▶ INFORMATION PROVIDED
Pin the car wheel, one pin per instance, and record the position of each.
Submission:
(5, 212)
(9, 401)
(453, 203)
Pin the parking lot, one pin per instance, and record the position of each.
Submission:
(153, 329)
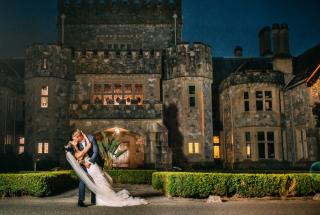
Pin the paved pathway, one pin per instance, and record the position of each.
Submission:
(65, 204)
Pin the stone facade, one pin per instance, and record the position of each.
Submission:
(121, 65)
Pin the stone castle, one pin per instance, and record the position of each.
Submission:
(122, 66)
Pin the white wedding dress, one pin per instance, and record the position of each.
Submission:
(97, 181)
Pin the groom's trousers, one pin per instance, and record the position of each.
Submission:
(82, 190)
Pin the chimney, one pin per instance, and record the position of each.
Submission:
(284, 39)
(276, 38)
(238, 51)
(265, 41)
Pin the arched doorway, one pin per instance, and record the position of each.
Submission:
(133, 142)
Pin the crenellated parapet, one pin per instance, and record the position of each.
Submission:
(97, 111)
(119, 11)
(48, 61)
(118, 62)
(253, 76)
(185, 60)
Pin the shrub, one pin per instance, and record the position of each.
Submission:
(123, 176)
(202, 185)
(37, 184)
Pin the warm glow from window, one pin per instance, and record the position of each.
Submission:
(196, 148)
(216, 152)
(190, 148)
(216, 139)
(40, 148)
(46, 148)
(44, 96)
(21, 140)
(21, 149)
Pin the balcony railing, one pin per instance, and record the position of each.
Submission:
(99, 111)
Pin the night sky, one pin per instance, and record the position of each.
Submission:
(223, 24)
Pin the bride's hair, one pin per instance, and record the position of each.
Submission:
(76, 133)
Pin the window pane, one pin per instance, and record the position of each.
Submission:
(138, 89)
(128, 89)
(46, 148)
(21, 149)
(192, 90)
(21, 140)
(44, 102)
(246, 95)
(190, 145)
(271, 150)
(246, 106)
(248, 150)
(192, 101)
(268, 105)
(261, 150)
(45, 91)
(259, 105)
(97, 88)
(117, 89)
(40, 148)
(216, 152)
(261, 136)
(107, 89)
(248, 136)
(259, 95)
(268, 94)
(196, 148)
(97, 99)
(216, 139)
(270, 136)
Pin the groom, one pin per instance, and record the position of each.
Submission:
(93, 152)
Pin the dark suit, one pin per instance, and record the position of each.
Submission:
(93, 153)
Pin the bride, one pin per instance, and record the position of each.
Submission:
(98, 181)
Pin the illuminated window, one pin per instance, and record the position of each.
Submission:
(40, 148)
(216, 152)
(44, 96)
(246, 101)
(190, 146)
(193, 148)
(43, 148)
(45, 63)
(196, 148)
(192, 96)
(8, 140)
(21, 149)
(248, 144)
(264, 100)
(21, 140)
(216, 147)
(266, 144)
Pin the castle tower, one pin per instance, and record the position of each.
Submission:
(47, 83)
(119, 25)
(187, 96)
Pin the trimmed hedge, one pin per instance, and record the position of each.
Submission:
(131, 176)
(202, 185)
(37, 184)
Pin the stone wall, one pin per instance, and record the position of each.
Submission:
(48, 65)
(157, 154)
(302, 134)
(98, 26)
(188, 65)
(236, 121)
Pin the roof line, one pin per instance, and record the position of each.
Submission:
(313, 74)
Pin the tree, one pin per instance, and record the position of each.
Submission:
(109, 149)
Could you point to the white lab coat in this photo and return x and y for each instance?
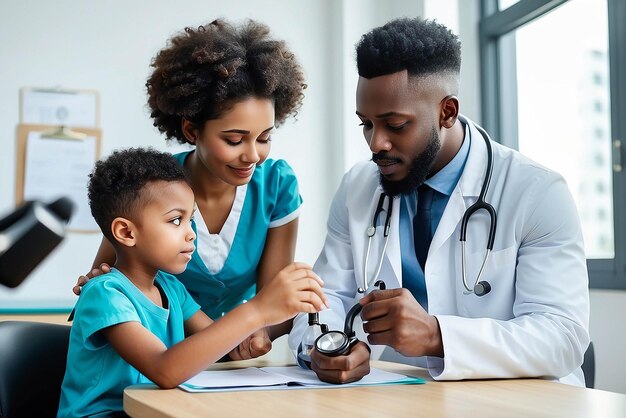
(534, 322)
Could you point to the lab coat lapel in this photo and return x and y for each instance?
(466, 190)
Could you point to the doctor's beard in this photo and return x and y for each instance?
(419, 170)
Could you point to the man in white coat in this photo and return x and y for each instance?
(529, 316)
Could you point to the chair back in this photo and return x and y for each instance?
(32, 366)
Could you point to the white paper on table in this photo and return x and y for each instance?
(289, 377)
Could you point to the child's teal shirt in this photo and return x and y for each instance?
(96, 375)
(272, 195)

▶ PROBLEM STATEMENT
Copy out word for word the lines that begin at the one containing "Could you point to the white paper" and end with the last line of the records.

▶ EXERCISE ANSWER
Could you point to the white paper on table in this photo and return x and y for each instance?
(289, 377)
Could you point to the child's teal shirt in this photo and return x and y for each instance?
(96, 375)
(272, 195)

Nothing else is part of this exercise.